[Start of section]
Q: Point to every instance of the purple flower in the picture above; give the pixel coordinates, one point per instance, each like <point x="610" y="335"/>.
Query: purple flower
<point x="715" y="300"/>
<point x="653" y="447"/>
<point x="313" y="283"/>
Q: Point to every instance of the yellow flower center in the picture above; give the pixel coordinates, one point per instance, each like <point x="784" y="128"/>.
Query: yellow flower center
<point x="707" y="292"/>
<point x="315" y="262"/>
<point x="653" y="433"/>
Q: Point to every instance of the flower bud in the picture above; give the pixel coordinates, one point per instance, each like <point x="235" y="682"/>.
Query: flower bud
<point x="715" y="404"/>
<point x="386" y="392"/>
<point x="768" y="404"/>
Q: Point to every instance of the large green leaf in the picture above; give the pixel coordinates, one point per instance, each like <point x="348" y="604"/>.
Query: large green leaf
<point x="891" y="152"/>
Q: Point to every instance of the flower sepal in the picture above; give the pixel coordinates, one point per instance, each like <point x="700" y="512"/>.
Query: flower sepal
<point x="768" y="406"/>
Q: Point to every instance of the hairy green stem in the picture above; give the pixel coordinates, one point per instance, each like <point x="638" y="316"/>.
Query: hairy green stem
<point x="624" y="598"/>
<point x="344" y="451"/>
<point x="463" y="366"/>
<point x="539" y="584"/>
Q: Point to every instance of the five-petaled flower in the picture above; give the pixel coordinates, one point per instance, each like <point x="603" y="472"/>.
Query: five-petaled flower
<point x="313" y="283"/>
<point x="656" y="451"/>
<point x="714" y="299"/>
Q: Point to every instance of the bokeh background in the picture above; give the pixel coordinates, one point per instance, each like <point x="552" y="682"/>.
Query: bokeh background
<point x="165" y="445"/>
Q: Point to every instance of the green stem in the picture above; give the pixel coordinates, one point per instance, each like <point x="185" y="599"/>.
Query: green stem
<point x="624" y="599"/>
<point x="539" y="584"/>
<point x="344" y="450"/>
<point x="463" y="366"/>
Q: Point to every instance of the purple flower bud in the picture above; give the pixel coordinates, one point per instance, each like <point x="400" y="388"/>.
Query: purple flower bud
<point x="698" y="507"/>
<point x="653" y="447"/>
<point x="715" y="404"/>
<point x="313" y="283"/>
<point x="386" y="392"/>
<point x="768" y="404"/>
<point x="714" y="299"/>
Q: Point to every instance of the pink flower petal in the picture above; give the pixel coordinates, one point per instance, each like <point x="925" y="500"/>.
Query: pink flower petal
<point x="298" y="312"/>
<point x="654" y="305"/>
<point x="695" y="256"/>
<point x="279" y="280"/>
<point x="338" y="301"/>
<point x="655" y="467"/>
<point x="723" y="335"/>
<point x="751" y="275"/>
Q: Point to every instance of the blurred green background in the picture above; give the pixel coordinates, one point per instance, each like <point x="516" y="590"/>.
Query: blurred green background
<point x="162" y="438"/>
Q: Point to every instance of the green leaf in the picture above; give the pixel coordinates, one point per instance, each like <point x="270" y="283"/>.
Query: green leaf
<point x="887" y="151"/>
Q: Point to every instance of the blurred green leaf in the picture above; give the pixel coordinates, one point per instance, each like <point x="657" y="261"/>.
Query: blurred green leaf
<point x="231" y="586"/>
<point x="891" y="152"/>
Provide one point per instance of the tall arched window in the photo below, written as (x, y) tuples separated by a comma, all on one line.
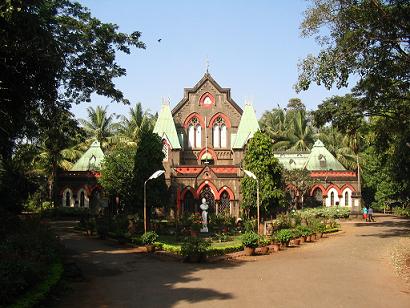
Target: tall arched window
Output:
[(219, 133), (82, 199), (67, 198), (194, 133), (332, 198), (346, 198)]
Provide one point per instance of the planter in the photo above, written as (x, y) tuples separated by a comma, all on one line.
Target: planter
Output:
[(295, 242), (249, 251), (150, 248), (264, 250)]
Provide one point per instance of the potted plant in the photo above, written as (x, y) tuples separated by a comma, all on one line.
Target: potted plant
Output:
[(196, 224), (250, 241), (264, 244), (296, 234), (283, 236), (194, 249), (148, 239)]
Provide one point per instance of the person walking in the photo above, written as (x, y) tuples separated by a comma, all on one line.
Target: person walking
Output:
[(365, 213), (370, 214)]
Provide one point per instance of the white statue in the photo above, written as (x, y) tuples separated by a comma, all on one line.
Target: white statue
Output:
[(204, 207)]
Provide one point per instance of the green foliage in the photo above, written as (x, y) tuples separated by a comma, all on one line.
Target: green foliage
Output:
[(264, 241), (194, 246), (250, 239), (117, 175), (402, 211), (149, 238), (260, 160), (26, 249), (283, 236), (41, 290)]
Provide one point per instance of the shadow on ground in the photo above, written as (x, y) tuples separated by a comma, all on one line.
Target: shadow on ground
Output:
[(389, 228), (117, 275)]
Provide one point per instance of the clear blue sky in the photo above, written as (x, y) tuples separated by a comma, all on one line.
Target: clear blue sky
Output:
[(253, 47)]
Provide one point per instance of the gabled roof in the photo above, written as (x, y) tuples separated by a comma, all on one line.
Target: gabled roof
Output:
[End of section]
WORK TASK: Go through the entries above and copy out every line that includes the word "shadow".

FINISHED TASK:
Provide one point per instance of the shadow on ground in the photo above, written as (x, y) tuples separated by a comma, all on one line.
Target: shadow on ground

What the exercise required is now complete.